**Exercise brief:**
The answer must consist of the entire listing, repeated exactly.

**********

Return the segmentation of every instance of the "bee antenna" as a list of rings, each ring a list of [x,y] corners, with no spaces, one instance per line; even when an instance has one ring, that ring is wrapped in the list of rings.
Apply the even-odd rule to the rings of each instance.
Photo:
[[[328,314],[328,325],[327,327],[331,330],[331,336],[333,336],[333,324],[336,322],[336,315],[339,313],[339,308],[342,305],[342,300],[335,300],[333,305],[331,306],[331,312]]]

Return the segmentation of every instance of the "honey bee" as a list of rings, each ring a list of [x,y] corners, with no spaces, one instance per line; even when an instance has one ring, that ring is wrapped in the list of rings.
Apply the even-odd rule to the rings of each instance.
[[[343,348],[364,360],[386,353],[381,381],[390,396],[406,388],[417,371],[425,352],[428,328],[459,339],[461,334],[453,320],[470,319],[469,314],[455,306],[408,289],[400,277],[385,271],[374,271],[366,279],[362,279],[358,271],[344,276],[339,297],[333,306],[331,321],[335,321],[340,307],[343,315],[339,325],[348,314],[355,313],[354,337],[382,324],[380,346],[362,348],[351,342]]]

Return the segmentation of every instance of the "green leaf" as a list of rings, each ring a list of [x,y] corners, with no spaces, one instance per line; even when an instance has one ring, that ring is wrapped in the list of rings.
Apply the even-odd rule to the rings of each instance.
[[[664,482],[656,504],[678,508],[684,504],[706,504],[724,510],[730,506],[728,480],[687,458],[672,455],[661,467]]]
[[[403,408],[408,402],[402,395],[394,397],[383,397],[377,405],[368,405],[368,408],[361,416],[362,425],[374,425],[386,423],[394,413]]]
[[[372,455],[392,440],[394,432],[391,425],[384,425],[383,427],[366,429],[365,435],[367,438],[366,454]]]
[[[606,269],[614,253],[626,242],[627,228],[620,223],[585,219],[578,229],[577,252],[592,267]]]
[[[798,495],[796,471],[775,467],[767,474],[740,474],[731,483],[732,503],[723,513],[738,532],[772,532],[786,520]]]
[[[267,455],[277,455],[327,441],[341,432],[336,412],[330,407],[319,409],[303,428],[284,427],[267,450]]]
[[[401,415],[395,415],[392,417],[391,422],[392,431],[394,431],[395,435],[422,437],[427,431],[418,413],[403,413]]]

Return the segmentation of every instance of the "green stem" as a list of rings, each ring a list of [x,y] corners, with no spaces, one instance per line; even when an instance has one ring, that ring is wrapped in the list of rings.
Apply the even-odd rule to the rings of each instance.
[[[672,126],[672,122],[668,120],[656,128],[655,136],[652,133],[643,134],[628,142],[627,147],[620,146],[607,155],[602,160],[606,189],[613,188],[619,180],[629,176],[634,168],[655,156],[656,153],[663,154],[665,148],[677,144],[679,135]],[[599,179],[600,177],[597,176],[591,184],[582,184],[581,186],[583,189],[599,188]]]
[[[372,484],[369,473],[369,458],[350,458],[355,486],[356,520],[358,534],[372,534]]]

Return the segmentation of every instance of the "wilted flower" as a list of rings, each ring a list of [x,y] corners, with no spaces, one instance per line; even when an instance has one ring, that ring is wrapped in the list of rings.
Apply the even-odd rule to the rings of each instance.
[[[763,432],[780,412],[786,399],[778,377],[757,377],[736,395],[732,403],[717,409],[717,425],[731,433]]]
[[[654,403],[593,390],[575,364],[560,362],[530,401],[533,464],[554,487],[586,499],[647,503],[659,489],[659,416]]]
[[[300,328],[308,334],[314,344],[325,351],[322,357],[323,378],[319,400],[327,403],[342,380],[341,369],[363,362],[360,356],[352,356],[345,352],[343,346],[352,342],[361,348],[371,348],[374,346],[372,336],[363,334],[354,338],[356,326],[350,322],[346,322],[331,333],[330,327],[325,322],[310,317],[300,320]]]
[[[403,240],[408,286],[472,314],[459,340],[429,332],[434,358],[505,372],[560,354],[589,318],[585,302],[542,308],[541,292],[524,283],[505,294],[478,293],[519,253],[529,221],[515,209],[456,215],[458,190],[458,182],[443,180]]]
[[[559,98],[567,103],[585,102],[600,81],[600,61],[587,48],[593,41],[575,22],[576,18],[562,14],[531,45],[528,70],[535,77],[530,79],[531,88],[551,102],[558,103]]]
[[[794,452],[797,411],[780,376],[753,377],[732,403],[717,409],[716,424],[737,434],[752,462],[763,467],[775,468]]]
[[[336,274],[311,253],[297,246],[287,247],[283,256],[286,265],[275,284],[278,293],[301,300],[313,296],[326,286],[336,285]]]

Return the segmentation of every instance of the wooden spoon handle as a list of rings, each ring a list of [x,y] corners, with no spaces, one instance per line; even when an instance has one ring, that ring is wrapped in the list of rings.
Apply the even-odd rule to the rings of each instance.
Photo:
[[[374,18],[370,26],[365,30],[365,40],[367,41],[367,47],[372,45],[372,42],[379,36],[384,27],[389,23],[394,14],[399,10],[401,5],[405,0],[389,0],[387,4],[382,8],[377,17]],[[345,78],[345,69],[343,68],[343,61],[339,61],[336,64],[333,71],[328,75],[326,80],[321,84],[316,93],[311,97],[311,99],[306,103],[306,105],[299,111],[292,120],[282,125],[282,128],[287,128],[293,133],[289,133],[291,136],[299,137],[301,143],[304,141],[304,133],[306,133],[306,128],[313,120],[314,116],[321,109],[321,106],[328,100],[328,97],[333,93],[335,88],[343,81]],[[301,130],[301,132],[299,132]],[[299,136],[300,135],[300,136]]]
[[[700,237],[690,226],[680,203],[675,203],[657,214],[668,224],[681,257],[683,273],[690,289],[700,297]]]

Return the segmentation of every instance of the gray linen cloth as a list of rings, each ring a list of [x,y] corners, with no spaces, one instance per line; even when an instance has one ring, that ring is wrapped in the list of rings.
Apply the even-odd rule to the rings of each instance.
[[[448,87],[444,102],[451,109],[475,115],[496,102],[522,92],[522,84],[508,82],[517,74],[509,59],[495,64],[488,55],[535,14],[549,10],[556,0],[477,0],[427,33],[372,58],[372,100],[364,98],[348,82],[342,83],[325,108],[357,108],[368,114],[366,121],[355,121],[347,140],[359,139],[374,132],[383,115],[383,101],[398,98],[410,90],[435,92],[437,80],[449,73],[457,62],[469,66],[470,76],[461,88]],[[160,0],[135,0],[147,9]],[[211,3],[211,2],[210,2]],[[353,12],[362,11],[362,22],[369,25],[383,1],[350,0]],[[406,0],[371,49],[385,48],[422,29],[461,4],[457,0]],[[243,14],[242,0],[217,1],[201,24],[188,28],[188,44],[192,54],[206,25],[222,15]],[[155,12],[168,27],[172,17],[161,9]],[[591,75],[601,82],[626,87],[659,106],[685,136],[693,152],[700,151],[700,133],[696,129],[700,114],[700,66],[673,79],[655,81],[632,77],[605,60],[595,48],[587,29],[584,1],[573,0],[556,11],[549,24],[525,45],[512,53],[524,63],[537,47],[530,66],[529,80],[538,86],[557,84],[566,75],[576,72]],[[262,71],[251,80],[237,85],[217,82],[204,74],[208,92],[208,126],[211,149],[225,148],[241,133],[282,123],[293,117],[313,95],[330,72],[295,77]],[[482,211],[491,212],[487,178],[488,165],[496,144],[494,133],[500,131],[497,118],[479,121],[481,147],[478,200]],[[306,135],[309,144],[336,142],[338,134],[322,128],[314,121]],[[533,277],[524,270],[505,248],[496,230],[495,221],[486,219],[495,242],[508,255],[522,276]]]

**********

**Answer to this problem:**
Return the segmentation of every instance of the "bee antenna" as a list of rings, each ring a list of [x,y] corners, with no spaces, one instance per line; even when an instance has one ring, that ring is wrapped in the list of rings.
Apply the even-odd rule to the rings of each instance.
Photo:
[[[328,314],[328,325],[327,327],[331,330],[331,336],[333,336],[333,324],[336,322],[336,315],[339,313],[339,308],[342,305],[342,300],[335,300],[333,305],[331,306],[331,312]]]

Return the segmentation of every instance of the "honey bee" as a list of rings, each ring a list of [x,y] corners, with no spaces, one instance per line; even when an instance has one ring, that ring is wrapped in the list of rings.
Apply the even-odd rule to the rings of each instance.
[[[343,348],[364,360],[386,353],[381,381],[390,396],[406,388],[417,371],[425,352],[428,328],[459,339],[461,334],[453,320],[470,319],[469,314],[455,306],[408,289],[400,277],[385,271],[374,271],[366,279],[362,279],[358,271],[344,276],[339,297],[333,306],[331,321],[335,321],[340,307],[343,315],[339,325],[348,314],[355,313],[354,337],[382,324],[380,346],[362,348],[351,342]]]

Return the segmentation of every instance of the "green leaf" as a list of rings, each ring a list of [x,y] corners, with no spaces, one instance per line; even when an instance has one ring, that ring is wrapped in the list of rings.
Apply the even-odd rule to the rings of each instance.
[[[664,482],[656,504],[678,508],[684,504],[706,504],[724,510],[730,506],[728,480],[687,458],[672,455],[661,467]]]
[[[403,408],[408,402],[402,395],[394,397],[383,397],[377,405],[368,405],[368,408],[361,416],[362,425],[374,425],[386,423],[394,413]]]
[[[372,455],[392,440],[394,432],[391,425],[384,425],[383,427],[366,429],[365,435],[367,438],[366,454]]]
[[[606,269],[614,253],[626,242],[627,228],[620,223],[585,219],[578,229],[577,252],[592,267]]]
[[[798,495],[796,471],[775,467],[767,474],[740,474],[731,483],[732,503],[723,513],[738,532],[772,532],[786,520]]]
[[[267,455],[277,455],[327,441],[341,432],[336,412],[330,407],[319,409],[303,428],[284,427],[267,450]]]
[[[401,415],[395,415],[392,417],[391,422],[392,431],[394,431],[395,435],[422,437],[427,431],[418,413],[403,413]]]

Return the segmentation of every instance of the "green stem" as a list of rings, each ring a list of [x,y] corners, with no spaces, one instance per line; even when an instance has one ring, that ring is wrapped in the list of rings.
Apply the even-odd rule to the rings of each instance.
[[[672,126],[672,122],[668,120],[656,128],[655,136],[652,133],[643,134],[628,142],[627,147],[620,146],[607,155],[602,160],[606,189],[613,188],[619,180],[629,176],[634,168],[655,156],[656,153],[663,154],[665,148],[677,144],[679,135]],[[599,179],[600,177],[597,176],[591,184],[582,184],[581,186],[583,189],[599,188]]]
[[[372,484],[369,473],[369,458],[350,458],[355,486],[356,520],[358,534],[372,534]]]

Return the segmentation of every instance of the "wilted flower" as a list of rings, each ring a list of [x,y] corners, with no spaces, one instance per line; even when an instance has one ring, that ring is wrapped in the list of rings.
Apply the even-odd rule to the rings of each instance.
[[[763,432],[780,412],[786,399],[778,377],[757,377],[736,395],[732,403],[717,409],[717,425],[731,433]]]
[[[654,403],[593,390],[575,364],[560,362],[530,401],[533,464],[554,487],[586,499],[647,503],[659,489],[659,416]]]
[[[300,328],[308,334],[314,344],[325,351],[322,357],[323,378],[319,400],[327,403],[342,380],[341,369],[363,362],[360,356],[352,356],[345,352],[343,346],[352,342],[361,348],[371,348],[374,346],[372,336],[363,334],[354,338],[356,326],[350,322],[346,322],[331,333],[330,327],[325,322],[310,317],[300,320]]]
[[[403,240],[408,286],[472,314],[459,340],[429,332],[434,358],[505,372],[560,354],[589,318],[585,302],[542,308],[541,292],[524,283],[505,294],[478,293],[519,253],[529,221],[515,209],[456,215],[458,190],[458,182],[443,180]]]
[[[559,98],[567,103],[585,102],[600,81],[600,61],[587,48],[593,41],[575,22],[576,18],[562,14],[531,45],[528,70],[535,77],[530,79],[531,88],[551,102],[558,103]]]
[[[794,452],[797,411],[780,376],[753,377],[732,403],[717,409],[716,424],[737,434],[752,462],[763,467],[775,468]]]
[[[336,274],[311,253],[297,246],[287,247],[283,256],[286,265],[275,284],[278,293],[301,300],[313,296],[326,286],[336,285]]]

Return the segmentation of every instance of the wooden spoon handle as a list of rings, each ring a list of [x,y] corners, with no spaces, one instance per line; even when an instance has one ring, that ring is wrapped in the list of rings.
Apply the even-odd rule to the rings of each instance.
Photo:
[[[374,18],[370,26],[365,30],[365,40],[367,41],[367,47],[372,45],[372,42],[379,36],[384,27],[389,23],[394,14],[399,10],[401,5],[405,0],[389,0],[387,4],[382,8],[377,17]],[[345,78],[345,69],[343,68],[343,61],[339,61],[336,64],[333,71],[328,75],[326,80],[321,84],[316,93],[311,97],[311,99],[306,103],[306,105],[299,111],[292,120],[282,125],[282,128],[287,128],[293,133],[289,133],[291,136],[299,137],[301,143],[304,141],[304,133],[306,133],[306,128],[313,120],[314,116],[321,109],[321,106],[328,100],[328,97],[333,93],[335,88],[343,81]],[[301,130],[301,132],[299,132]],[[299,136],[300,135],[300,136]]]
[[[700,237],[690,226],[680,203],[675,203],[657,214],[668,224],[681,257],[683,273],[690,289],[700,297]]]

Return the segmentation of every instance of the gray linen cloth as a list of rings, each ring a list of [x,y] corners, with no spaces, one instance per line; even when an instance has one ring, that ring is wrapped in the list of rings.
Apply the even-odd rule to the rings of each instance.
[[[448,87],[444,102],[451,109],[475,115],[496,102],[522,92],[522,84],[508,82],[517,74],[509,59],[495,64],[488,55],[535,14],[549,10],[556,0],[477,0],[427,33],[372,58],[372,100],[364,98],[348,82],[342,83],[325,108],[357,108],[368,114],[366,121],[355,121],[347,140],[359,139],[374,132],[383,115],[383,101],[398,98],[410,90],[435,92],[437,80],[449,73],[457,62],[469,66],[470,76],[461,88]],[[160,0],[135,0],[147,9]],[[211,3],[211,2],[210,2]],[[353,12],[362,11],[362,22],[369,25],[383,1],[350,0]],[[406,0],[371,49],[385,48],[422,29],[461,4],[457,0]],[[243,14],[242,0],[217,1],[201,24],[188,28],[188,44],[192,54],[206,25],[222,15]],[[155,12],[168,27],[172,17],[161,9]],[[591,75],[601,82],[626,87],[659,106],[685,136],[693,152],[700,151],[700,133],[696,129],[700,114],[700,66],[673,79],[655,81],[632,77],[605,60],[595,48],[587,29],[584,1],[573,0],[556,11],[549,24],[525,45],[512,53],[524,63],[537,47],[530,66],[529,80],[538,86],[557,84],[566,75],[576,72]],[[262,71],[251,80],[237,85],[217,82],[204,74],[208,92],[208,126],[211,149],[225,148],[241,133],[282,123],[293,117],[313,95],[330,72],[295,77]],[[482,211],[491,212],[487,178],[488,165],[496,144],[494,133],[500,131],[497,118],[479,121],[481,147],[478,200]],[[306,135],[309,144],[336,142],[338,134],[322,128],[314,121]],[[533,277],[524,270],[505,248],[496,230],[495,221],[486,219],[495,242],[508,255],[522,276]]]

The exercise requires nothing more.